Requirement 1: List every person named in the post on long sentences.
Requirement 2: Pick up the post on long sentences right after its last sentence and keep writing it.

Dear Reader, — Do Long Sentences Still Have A Place In Your Life?


Naturally, I’m not just addressing the Reader in this post—writers are the ones who make sentences; so

Dear Writer,

Do long sentences still have a place in Your life?

I must let you know Shalon Sims’ blog gave me the prompt for this post.

She quotes a sentence from Pico Iyer as example:

“Enter (I hope) the long sentence: the collection of clauses that is so many-chambered and lavish and abundant in tones and suggestions, that has so much room for near-contradiction and ambiguity and those places in memory or imagination that can’t be simplified, or put into easy words, that it allows the reader to keep many things in her head and heart at the same time, and to descend, as by a spiral staircase, deeper into herself and those things that won’t be squeezed into an either/or.”

That sentence comes from an article in the Los Angeles Times, The Writing Life: The point of the long and winding sentence.

Pico says, in that article:

“‘Your sentences are so long’, said a friend who teaches English at a local college, and I could tell she didn’t quite mean it as a compliment. The copy editor who painstakingly went through my most recent book often put yellow dashes on-screen around my multiplying clauses, to ask if I didn’t want to break up my sentences or put less material in every one. Both responses couldn’t have been kinder or more considered, but what my friend and my colleague may not have sensed was this: I’m using longer and longer sentences as a small protest against—and attempt to rescue any readers I might have from—the bombardment of the moment.”

Not even having to go near the Realm of Twitter, writers of blogs are frequently advised to break-up long blocks of words—use bullet-points—fracture the flow—all in the name of the agitated, distracted, time-sore Reader

In my own reading experience, my favorite long-sentence-writer is a Persian-born man who studied at Oxford, Shoghi Effendi.

Even though I’m a seasoned reader and even though I sometimes have to read his sentences more than once, as a writer, I can see no other way Shoghi could have produced the effect he does if he chopped-up his literary effort.

Information shown:
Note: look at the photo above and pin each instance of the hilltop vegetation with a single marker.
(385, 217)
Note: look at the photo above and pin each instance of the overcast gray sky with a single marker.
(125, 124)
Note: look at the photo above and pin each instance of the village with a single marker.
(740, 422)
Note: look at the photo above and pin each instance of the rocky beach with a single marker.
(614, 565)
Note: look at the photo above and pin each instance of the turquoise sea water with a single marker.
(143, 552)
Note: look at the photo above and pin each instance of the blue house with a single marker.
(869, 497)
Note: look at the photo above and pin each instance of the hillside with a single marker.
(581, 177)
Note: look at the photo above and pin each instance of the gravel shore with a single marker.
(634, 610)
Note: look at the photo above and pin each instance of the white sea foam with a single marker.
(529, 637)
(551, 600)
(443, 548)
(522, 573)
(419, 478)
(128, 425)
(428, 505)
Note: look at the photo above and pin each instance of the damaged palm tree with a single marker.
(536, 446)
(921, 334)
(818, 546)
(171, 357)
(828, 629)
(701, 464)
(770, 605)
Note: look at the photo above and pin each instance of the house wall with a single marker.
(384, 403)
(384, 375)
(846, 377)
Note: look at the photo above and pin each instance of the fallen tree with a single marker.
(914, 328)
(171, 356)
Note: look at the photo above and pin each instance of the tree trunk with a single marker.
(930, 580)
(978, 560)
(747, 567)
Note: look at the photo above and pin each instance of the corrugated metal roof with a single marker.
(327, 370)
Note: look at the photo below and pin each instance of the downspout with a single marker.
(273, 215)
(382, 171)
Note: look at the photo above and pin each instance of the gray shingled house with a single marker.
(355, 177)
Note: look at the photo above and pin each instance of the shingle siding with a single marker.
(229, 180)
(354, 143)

* * *

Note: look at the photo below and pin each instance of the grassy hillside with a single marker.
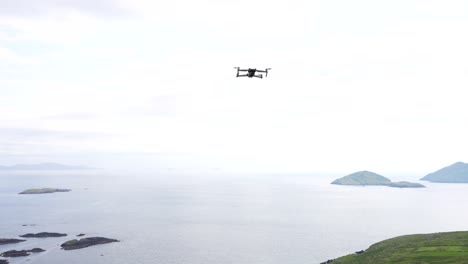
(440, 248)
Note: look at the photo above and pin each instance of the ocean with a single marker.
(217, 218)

Written reply 1: Shalon Sims, Pico Iyer, Shoghi Effendi

Written reply 2:
Once I got used to the sense profluence produced by his long sentences, I realized some of the intricate yet crucial connections between punctuation and thought.

Here’s just one of Shoghi Effendi’s long sentences:

“A community, relatively negligible in its numerical strength; separated by vast distances from both the focal-center of its Faith and the land wherein the preponderating mass of its fellow-believers reside; bereft in the main of material resources and lacking in experience and in prominence; ignorant of the beliefs, concepts and habits of those peoples and races from which its spiritual Founders have sprung; wholly unfamiliar with the languages in which its sacred Books were originally revealed; constrained to place its sole reliance upon an inadequate rendering of only a fragmentary portion of the literature embodying its laws, its tenets, and its history; subjected from its infancy to tests of extreme severity, involving, at times, the defection of some of its most prominent members; having to contend, ever since its inception, and in an ever-increasing measure, with the forces of corruption, of moral laxity, and ingrained prejudice—such a community, in less than half a century, and unaided by any of its sister communities, whether in the East or in the West, has, by virtue of the celestial potency with which an all-loving Master has abundantly endowed it, lent an impetus to the onward march of the Cause it has espoused which the combined achievements of its coreligionists in the West have failed to rival.”

Was that “too” much for one sentence?

Would it really have the same effect if broken into shorter sentences?

Is it technology that’s driving so many writers to accept the contention that readers want short sentences?

Is it something in the fabric of a world going insane at ballistic speed?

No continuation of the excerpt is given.